The problem began in early 2009, as a knock-on effect from the 2008 global financial crisis, which had already claimed Iceland as a victim. Iceland was not an institutional issue for the EU, but in 2009 Eastern members of the EU not using the euro began to have balance-of-payments problems. They suffered effective devaluations of their national currencies and sought help from Brussels to resolve their mounting budget deficits. In response, the EU doubled the funds in an existing facility to address balance-of-payments problems.

The larger West European powers that dominate the EU were more concerned with creating a common front against Washington in preparation for upcoming G-20 summits, so they papered over the already emerging signs of similar problems with their own government budget deficits. They did this knowing that their own experts predicted continued economic contraction into the foreseeable future, and hence lower tax revenues. The European Commission (EC) then feigned shock when Greece’s budgetary problems – a consequence of the increased burden of the country’s euro-denominated debt compounded by what the EC had previously warned to be creative accounting in Athens – were publicized after the October 2009 elections that brought a change of government.

Given information:
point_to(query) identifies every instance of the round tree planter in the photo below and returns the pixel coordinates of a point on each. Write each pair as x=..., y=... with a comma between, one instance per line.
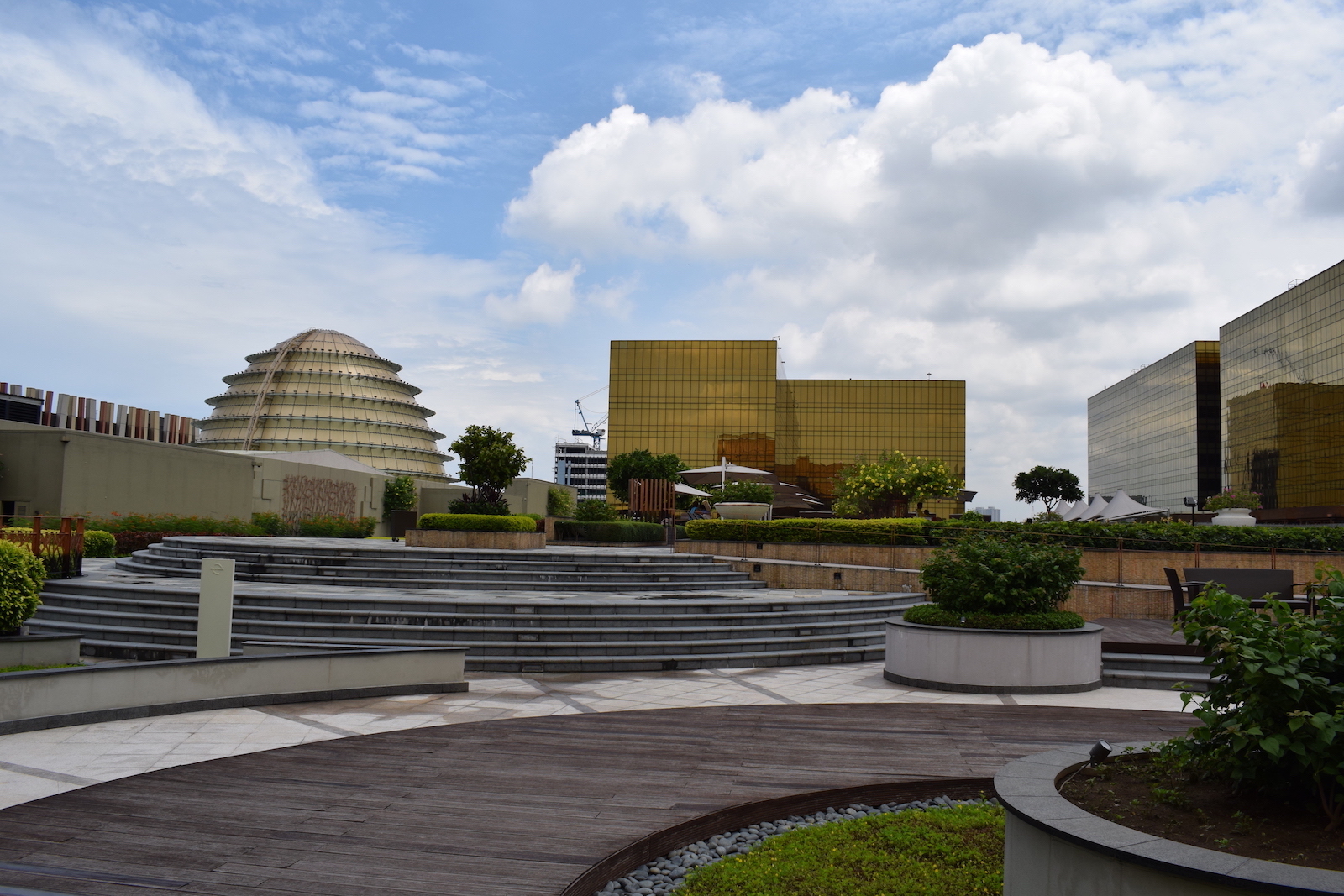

Problems to solve:
- 1) Set down the part of the passage on the EU budget crisis that opens with the words containing "The larger West" and closes with "change of government.".
- 2) Do these statements agree with the passage on the EU budget crisis? For each, answer yes or no and quote the deciding words. (a) The EU doubled the funds in an existing facility for balance-of-payments problems. (b) Greece's budgetary problems were publicized before the October 2009 elections. (c) Iceland was an institutional issue for the EU.

Solutions to the tasks:
- 1)
The larger West European powers that dominate the EU were more concerned with creating a common front against Washington in preparation for upcoming G-20 summits, so they papered over the already emerging signs of similar problems with their own government budget deficits. They did this knowing that their own experts predicted continued economic contraction into the foreseeable future, and hence lower tax revenues. The European Commission (EC) then feigned shock when Greece’s budgetary problems – a consequence of the increased burden of the country’s euro-denominated debt compounded by what the EC had previously warned to be creative accounting in Athens – were publicized after the October 2009 elections that brought a change of government.

- 2)
(a) Yes: "the EU doubled the funds in an existing facility to address balance-of-payments problems"
(b) No: "were publicized after the October 2009 elections that brought a change of government"
(c) No: "Iceland was not an institutional issue for the EU"